> _Instructions for the task_
Nothing but the lines from the one containing "Would you be able to point at the brown hair" through the end of the material should be restated, and each exactly.

> _Provided information_
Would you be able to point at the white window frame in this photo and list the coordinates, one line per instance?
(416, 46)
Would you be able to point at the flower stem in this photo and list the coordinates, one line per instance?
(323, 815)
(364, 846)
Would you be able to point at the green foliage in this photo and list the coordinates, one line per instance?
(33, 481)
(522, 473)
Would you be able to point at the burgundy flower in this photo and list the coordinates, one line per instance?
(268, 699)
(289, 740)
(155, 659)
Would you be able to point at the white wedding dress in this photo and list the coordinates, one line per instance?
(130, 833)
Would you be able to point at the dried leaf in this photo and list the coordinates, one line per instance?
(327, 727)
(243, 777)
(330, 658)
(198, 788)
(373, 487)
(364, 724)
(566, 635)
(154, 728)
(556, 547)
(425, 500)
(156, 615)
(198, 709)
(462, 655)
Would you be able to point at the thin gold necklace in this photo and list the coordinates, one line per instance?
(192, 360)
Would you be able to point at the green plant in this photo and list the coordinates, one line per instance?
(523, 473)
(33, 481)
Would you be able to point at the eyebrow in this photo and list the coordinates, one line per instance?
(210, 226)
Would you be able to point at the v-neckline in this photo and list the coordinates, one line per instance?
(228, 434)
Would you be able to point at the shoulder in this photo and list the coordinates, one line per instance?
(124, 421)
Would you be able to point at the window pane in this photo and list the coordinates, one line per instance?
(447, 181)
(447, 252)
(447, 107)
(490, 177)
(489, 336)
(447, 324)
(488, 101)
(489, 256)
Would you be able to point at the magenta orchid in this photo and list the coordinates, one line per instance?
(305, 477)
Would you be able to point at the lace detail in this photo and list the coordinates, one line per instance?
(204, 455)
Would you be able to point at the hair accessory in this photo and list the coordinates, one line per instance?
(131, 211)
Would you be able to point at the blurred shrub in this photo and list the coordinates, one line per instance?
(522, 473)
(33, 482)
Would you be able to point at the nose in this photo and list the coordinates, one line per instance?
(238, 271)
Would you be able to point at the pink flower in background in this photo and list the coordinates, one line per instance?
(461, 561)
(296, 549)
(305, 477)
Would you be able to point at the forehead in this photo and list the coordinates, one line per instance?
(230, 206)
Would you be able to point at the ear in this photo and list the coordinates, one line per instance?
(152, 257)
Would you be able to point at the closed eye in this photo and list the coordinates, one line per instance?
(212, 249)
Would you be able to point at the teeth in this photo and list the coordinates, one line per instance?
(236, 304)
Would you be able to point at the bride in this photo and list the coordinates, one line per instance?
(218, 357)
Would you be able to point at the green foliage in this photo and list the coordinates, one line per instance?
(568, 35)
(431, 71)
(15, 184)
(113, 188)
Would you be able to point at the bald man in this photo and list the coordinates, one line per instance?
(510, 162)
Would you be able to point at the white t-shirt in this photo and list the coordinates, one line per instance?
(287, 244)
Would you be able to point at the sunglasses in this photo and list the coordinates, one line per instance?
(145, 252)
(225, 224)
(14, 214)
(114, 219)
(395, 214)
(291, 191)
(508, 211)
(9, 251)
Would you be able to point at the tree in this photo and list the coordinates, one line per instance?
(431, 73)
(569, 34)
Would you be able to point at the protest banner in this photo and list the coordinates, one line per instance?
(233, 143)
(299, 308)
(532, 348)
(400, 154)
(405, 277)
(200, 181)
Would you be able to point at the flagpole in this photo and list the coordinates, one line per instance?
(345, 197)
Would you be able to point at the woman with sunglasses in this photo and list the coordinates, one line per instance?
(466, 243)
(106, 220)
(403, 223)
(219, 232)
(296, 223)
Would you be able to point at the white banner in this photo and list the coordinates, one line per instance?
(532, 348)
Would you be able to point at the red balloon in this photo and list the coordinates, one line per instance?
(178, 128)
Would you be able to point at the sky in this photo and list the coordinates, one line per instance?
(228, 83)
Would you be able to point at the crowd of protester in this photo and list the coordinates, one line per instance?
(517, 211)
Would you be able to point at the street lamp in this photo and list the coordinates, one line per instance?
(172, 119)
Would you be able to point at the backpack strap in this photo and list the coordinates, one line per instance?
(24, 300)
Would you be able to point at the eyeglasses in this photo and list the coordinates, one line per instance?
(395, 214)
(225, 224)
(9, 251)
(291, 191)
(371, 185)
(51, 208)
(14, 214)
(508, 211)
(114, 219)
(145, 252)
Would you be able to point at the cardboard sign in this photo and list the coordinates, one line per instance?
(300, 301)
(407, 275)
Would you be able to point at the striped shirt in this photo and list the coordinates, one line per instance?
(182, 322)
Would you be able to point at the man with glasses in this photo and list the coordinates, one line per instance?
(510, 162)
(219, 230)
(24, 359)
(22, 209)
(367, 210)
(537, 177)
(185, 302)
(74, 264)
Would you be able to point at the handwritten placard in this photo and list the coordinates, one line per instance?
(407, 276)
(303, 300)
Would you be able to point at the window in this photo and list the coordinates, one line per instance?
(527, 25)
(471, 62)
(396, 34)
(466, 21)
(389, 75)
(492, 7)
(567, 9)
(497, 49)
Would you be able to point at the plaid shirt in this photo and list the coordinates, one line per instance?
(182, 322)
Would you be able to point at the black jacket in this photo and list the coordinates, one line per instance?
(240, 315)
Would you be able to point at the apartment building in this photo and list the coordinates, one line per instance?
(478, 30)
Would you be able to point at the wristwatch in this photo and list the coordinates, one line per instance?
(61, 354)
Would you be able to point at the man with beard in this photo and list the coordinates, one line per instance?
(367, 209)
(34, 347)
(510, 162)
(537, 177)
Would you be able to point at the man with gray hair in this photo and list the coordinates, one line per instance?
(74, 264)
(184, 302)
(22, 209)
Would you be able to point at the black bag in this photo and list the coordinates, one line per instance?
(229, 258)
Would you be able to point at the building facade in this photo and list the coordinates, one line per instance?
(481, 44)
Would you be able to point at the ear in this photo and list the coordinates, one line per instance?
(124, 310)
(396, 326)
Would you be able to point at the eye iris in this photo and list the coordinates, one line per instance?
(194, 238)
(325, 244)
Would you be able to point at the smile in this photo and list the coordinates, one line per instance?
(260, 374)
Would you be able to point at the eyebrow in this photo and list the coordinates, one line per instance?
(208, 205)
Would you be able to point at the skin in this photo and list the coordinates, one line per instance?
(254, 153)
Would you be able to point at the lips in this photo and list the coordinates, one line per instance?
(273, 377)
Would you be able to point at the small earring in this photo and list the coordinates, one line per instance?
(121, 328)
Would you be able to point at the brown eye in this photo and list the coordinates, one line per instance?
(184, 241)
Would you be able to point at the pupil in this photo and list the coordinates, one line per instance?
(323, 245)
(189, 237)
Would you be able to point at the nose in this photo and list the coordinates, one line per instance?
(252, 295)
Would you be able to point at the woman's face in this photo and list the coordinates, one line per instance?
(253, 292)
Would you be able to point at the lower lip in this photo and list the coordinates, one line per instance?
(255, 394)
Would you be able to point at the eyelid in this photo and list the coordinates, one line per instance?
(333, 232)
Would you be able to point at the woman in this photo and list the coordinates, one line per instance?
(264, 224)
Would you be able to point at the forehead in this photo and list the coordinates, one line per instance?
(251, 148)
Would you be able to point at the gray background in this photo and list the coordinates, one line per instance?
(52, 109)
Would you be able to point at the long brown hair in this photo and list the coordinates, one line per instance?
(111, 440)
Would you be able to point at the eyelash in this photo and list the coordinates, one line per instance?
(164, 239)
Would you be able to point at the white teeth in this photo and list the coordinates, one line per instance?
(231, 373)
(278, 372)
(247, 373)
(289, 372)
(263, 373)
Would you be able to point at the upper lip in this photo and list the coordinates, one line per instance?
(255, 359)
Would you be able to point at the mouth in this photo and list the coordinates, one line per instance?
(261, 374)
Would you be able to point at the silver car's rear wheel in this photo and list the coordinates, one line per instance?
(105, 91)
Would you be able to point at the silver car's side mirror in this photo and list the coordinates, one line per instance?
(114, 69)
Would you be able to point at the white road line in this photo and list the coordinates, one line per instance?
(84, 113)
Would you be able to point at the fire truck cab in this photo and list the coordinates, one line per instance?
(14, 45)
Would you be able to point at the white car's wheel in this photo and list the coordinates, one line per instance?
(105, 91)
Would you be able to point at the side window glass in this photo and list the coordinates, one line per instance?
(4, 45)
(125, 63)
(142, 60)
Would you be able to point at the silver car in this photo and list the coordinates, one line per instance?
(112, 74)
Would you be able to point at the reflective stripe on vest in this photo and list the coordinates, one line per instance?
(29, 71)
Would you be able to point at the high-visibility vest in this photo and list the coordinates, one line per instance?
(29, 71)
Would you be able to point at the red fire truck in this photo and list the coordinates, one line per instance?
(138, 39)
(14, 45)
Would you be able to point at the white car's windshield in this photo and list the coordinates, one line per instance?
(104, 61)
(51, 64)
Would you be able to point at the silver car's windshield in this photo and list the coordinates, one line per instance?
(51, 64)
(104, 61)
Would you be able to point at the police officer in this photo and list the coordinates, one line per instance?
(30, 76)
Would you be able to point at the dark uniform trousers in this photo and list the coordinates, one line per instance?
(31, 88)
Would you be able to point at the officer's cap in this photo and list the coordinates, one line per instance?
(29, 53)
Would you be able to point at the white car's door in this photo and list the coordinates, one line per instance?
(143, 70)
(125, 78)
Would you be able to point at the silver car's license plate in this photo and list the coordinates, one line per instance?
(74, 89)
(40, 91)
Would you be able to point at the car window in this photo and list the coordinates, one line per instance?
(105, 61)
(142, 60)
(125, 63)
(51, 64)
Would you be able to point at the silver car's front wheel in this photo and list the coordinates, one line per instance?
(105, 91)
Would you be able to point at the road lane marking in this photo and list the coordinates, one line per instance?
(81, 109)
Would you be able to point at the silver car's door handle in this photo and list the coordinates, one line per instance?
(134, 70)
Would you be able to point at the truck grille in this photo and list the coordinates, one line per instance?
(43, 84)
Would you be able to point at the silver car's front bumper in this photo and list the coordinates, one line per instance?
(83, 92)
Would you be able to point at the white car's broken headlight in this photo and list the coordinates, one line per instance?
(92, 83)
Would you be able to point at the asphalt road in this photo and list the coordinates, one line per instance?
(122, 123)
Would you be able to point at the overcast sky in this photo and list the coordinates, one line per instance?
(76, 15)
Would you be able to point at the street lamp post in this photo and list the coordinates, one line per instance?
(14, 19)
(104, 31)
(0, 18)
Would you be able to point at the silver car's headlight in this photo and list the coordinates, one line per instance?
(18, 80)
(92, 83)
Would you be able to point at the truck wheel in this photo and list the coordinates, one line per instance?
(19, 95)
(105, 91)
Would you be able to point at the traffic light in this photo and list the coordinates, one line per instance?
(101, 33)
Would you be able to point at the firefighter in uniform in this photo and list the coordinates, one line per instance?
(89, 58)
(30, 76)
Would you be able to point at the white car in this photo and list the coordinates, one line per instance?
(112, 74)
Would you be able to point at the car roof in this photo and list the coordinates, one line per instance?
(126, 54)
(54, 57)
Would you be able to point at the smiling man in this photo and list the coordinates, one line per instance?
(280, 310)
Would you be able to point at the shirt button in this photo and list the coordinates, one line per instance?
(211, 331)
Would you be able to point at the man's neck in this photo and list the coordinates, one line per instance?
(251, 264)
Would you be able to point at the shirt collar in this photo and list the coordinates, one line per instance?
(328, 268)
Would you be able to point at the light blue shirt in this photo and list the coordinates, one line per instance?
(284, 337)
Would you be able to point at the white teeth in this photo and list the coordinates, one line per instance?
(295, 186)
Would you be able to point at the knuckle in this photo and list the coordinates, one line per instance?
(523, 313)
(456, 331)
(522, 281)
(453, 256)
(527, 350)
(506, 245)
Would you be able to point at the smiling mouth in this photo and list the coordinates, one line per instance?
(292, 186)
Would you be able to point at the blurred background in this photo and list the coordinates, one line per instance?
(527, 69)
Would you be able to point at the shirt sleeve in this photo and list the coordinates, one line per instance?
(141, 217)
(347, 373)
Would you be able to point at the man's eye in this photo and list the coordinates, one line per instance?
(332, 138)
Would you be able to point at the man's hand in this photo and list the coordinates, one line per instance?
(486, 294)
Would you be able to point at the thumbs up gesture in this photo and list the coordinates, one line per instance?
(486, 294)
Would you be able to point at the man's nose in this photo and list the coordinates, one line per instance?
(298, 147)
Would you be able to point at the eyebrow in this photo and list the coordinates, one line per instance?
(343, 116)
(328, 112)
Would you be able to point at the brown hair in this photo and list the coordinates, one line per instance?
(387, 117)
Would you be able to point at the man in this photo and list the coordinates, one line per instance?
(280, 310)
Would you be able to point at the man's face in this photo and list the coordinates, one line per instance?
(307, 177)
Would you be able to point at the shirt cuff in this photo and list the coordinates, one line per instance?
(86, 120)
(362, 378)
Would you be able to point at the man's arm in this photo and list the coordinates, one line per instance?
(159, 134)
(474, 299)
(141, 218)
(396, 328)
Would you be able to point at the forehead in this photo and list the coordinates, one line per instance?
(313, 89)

> _Solution to this task_
Would you be able to point at the brown hair in this photo and list the coordinates, one line per instance?
(387, 117)
Would you be able to point at the man in this photo and list the coordinates, one line per instance?
(280, 310)
Would you be able to point at the man's face in this photo and list the coordinates, one line per instance?
(307, 177)
Would you be able to point at the shirt cuff in this photo and list the coordinates, one line per instance?
(86, 120)
(362, 378)
Would you be able to point at the man's arm in this photo and list the coordinates, one line per instance?
(159, 134)
(474, 299)
(141, 218)
(396, 328)
Would you be able to point at the forehead in this photo and list the coordinates, one line per instance?
(313, 89)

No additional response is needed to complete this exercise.